Given data »
----------------

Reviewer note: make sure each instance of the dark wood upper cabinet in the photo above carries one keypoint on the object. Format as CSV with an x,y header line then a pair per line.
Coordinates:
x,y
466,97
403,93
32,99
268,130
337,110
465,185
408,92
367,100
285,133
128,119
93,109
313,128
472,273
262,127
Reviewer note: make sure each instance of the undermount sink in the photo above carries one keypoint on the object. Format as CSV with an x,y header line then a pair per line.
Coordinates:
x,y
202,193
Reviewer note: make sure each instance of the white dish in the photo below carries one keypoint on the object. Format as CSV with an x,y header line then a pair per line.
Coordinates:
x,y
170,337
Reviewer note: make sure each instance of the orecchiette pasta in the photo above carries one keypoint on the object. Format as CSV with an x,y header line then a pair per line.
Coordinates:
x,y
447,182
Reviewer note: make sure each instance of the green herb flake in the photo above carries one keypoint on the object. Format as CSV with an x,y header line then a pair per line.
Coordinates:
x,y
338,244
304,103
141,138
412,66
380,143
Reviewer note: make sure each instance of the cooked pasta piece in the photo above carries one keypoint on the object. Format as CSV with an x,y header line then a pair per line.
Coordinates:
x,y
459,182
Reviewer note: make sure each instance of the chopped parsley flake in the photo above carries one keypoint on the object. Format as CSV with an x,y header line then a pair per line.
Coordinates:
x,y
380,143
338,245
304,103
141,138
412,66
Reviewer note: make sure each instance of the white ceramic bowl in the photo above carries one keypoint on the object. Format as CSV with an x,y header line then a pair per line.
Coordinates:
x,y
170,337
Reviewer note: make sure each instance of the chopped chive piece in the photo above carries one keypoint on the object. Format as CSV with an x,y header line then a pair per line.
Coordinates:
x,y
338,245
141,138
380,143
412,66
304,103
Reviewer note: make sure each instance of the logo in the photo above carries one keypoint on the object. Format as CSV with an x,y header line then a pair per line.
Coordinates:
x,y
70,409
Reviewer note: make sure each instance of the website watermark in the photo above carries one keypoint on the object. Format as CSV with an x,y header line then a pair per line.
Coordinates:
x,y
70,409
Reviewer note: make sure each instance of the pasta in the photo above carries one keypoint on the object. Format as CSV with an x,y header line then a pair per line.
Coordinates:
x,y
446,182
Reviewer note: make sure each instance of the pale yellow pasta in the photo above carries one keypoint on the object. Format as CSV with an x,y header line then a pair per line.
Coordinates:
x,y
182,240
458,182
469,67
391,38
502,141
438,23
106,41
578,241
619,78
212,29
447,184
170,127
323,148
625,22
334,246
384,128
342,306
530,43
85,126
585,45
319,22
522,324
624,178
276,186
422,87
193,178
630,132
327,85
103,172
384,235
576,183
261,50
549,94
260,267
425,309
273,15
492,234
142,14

----------------

Your goal » Filter the entries above down to the lines containing the word "white".

Reply to the exercise »
Reviewer note: make sure each instance of the white dish in the photo below carries one keypoint on the object. Format as CSV with an x,y header line then a pair per line.
Reviewer note: make sure each instance of the white ceramic bowl in the photo above carries one keypoint on the object. Format as CSV with an x,y header line then a pair per line.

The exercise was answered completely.